Include in the output exactly the lines from the opening of the data through the line containing "Where can the seated", and nothing more.

*** Opening Supplied records ***

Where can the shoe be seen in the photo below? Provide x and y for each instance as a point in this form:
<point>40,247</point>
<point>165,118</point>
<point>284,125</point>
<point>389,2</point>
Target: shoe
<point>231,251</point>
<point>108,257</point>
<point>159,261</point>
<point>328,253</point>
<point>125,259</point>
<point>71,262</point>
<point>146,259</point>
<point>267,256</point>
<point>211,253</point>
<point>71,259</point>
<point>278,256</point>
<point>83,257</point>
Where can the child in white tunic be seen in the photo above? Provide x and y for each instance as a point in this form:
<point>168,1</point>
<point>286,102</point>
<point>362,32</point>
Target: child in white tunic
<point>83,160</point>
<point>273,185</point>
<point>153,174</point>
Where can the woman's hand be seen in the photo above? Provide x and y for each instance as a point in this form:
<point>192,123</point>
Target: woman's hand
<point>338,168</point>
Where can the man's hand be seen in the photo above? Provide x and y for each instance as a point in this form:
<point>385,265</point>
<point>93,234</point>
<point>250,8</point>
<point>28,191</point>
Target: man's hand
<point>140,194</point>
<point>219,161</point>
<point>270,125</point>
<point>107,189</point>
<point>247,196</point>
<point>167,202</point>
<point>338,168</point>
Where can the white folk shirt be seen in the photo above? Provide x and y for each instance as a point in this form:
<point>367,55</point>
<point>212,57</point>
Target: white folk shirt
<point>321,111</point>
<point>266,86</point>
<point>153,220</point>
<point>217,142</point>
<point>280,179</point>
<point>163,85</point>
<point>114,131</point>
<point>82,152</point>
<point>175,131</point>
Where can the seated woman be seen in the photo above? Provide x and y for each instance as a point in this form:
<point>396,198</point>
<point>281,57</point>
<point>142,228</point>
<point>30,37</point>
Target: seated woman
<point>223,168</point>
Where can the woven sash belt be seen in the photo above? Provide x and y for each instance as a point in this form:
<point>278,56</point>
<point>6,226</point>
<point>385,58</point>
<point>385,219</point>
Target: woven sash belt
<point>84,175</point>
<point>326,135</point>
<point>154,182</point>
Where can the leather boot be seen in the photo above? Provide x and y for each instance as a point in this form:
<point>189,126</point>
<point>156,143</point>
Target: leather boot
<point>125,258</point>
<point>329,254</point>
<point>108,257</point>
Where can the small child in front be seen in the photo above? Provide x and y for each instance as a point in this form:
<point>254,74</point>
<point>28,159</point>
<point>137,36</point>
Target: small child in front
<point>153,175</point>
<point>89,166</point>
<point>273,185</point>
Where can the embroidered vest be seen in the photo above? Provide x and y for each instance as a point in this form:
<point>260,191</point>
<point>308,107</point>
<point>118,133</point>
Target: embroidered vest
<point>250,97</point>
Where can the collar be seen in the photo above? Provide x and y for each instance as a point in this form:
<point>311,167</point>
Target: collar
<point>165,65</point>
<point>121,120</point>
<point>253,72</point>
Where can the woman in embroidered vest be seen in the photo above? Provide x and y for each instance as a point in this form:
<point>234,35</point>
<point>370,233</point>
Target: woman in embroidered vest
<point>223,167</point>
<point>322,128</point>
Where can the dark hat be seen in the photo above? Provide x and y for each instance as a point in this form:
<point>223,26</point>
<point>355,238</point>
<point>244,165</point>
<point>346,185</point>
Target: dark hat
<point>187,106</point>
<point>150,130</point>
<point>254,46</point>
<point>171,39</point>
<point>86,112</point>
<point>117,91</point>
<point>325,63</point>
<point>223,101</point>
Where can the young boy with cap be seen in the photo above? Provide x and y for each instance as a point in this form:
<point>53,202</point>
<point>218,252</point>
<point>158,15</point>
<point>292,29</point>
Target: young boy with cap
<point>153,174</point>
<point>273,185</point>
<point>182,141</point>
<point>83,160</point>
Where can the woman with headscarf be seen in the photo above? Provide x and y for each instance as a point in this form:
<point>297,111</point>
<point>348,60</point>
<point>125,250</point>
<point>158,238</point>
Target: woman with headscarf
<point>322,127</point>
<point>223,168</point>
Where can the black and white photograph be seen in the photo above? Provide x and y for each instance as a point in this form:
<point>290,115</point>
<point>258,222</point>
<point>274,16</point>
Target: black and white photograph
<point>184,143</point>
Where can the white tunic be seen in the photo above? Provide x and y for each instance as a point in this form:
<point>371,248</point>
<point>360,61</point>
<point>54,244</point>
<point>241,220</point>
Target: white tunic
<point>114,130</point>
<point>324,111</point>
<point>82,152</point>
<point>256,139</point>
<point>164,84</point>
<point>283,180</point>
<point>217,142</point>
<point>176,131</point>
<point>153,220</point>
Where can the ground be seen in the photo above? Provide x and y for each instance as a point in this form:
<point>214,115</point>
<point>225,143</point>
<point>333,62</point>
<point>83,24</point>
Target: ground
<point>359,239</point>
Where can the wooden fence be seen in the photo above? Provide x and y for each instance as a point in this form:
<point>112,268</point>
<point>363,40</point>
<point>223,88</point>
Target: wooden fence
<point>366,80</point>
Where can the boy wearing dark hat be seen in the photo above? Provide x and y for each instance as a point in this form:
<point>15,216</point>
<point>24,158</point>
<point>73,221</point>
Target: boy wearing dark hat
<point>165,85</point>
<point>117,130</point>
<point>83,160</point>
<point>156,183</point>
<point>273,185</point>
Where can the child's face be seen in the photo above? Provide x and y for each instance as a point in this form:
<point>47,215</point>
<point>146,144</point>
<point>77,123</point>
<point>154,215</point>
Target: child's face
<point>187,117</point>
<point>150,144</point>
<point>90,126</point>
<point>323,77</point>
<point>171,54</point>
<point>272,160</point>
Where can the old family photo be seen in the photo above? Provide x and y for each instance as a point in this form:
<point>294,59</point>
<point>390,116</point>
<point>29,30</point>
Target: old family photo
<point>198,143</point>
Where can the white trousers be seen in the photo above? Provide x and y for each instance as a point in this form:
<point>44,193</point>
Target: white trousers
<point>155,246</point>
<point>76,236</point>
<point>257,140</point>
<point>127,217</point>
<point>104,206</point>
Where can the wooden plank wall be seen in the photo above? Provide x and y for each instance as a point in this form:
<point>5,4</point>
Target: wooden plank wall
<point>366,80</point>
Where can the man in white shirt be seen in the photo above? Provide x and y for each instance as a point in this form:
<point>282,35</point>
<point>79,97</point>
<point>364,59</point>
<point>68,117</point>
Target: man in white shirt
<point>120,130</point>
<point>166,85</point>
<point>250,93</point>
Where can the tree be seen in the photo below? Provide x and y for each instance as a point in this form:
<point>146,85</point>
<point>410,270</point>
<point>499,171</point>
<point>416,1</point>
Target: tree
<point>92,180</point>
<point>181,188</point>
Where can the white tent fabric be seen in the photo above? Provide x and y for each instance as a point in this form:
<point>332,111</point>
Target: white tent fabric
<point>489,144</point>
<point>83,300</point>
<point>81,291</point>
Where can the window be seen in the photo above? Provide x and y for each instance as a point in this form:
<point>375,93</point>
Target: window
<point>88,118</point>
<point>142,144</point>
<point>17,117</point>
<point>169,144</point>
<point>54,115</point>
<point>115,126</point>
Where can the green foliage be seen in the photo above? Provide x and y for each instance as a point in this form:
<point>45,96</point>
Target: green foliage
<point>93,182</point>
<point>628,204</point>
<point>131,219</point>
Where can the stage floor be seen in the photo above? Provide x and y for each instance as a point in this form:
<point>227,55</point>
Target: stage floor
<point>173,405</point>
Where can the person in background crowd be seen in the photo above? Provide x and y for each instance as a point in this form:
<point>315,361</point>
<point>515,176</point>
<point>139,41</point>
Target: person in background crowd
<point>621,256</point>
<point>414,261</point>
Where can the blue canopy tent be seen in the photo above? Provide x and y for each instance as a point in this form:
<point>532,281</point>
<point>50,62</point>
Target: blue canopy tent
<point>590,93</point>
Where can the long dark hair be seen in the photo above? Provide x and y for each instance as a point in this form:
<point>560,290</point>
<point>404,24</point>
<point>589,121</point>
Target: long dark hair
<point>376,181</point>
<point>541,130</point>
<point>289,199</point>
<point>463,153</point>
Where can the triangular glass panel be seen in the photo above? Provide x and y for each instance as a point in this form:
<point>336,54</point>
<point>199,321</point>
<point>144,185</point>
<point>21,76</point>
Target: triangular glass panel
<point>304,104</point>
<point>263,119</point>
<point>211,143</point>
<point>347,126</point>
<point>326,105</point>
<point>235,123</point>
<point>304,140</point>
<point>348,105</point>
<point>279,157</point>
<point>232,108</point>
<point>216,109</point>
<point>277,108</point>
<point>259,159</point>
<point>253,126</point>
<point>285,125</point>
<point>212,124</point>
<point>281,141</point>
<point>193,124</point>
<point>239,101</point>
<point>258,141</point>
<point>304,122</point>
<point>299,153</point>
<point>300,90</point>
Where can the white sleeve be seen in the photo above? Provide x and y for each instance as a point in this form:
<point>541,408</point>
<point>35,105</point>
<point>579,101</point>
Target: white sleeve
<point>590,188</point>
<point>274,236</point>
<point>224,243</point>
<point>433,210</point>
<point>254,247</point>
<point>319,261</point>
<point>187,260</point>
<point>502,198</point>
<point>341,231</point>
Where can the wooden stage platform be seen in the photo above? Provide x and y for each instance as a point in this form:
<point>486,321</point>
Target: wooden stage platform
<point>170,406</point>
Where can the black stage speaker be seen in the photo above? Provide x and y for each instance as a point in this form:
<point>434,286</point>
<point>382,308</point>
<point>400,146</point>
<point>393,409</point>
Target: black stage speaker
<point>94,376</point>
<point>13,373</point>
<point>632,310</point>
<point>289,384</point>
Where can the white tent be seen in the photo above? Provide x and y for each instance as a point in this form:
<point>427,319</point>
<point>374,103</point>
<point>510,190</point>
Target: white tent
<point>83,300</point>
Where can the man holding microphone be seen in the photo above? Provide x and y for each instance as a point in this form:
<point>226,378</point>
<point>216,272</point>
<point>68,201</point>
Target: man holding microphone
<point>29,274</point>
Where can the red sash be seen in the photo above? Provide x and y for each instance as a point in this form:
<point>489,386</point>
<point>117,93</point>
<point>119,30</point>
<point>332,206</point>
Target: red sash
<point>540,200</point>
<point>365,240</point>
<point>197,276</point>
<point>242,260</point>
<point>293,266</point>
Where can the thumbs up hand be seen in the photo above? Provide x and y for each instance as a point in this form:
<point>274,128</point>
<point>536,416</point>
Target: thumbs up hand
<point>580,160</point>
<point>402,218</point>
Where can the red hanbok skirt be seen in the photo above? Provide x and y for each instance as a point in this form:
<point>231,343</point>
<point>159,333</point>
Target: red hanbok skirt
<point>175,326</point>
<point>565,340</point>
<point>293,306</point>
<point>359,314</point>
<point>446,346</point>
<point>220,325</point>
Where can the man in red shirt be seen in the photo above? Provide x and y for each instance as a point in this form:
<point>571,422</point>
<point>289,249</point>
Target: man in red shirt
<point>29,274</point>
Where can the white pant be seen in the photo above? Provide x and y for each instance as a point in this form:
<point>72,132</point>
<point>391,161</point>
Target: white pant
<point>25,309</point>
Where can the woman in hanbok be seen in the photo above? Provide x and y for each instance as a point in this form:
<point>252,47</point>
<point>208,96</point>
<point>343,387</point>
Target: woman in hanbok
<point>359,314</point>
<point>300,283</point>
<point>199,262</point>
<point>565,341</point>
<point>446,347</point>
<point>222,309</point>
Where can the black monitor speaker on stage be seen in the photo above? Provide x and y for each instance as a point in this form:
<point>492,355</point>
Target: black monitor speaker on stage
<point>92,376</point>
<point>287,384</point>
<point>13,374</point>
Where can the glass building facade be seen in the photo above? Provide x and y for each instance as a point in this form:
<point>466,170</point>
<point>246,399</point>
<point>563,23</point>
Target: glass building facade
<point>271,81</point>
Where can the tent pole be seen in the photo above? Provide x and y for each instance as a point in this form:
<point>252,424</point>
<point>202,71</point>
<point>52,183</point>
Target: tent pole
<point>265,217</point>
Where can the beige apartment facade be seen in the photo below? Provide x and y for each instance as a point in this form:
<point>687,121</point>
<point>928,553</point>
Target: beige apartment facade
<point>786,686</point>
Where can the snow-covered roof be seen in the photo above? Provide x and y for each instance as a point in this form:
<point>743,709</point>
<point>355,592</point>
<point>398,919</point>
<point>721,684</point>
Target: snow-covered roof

*** Closing Supplied records ***

_Answer to this problem_
Where can the shoe be seen in the photo below? Provide x and y for each instance as a point in this form:
<point>40,247</point>
<point>165,118</point>
<point>284,125</point>
<point>389,2</point>
Target: shoe
<point>231,251</point>
<point>108,257</point>
<point>159,261</point>
<point>328,253</point>
<point>125,259</point>
<point>71,262</point>
<point>146,259</point>
<point>267,256</point>
<point>211,253</point>
<point>71,259</point>
<point>278,256</point>
<point>83,257</point>
Where can the child in white tunic be seen in the photo above? Provide x and y for each instance as a point in this form:
<point>168,1</point>
<point>286,102</point>
<point>362,32</point>
Target: child in white tunic
<point>83,160</point>
<point>273,185</point>
<point>153,174</point>
Where can the woman's hand be seen in the photo above? Provide x and y for each instance as a point in this form:
<point>192,123</point>
Target: woman's hand
<point>338,168</point>
Where can the man's hand be seen in the photo above? Provide x and y for each instance as a point in this form:
<point>385,265</point>
<point>93,234</point>
<point>250,8</point>
<point>28,191</point>
Target: man's hand
<point>140,194</point>
<point>219,161</point>
<point>270,125</point>
<point>107,189</point>
<point>247,196</point>
<point>167,202</point>
<point>338,168</point>
Where can the white folk shirt be seen in the photo above? Provide x and y for each instance as a point in this form:
<point>367,55</point>
<point>212,57</point>
Target: white folk shirt
<point>321,111</point>
<point>266,86</point>
<point>153,220</point>
<point>217,142</point>
<point>280,179</point>
<point>163,85</point>
<point>114,131</point>
<point>82,152</point>
<point>175,131</point>
Where can the seated woman be seen in the photo above? Provide x and y for each instance as a point in this form:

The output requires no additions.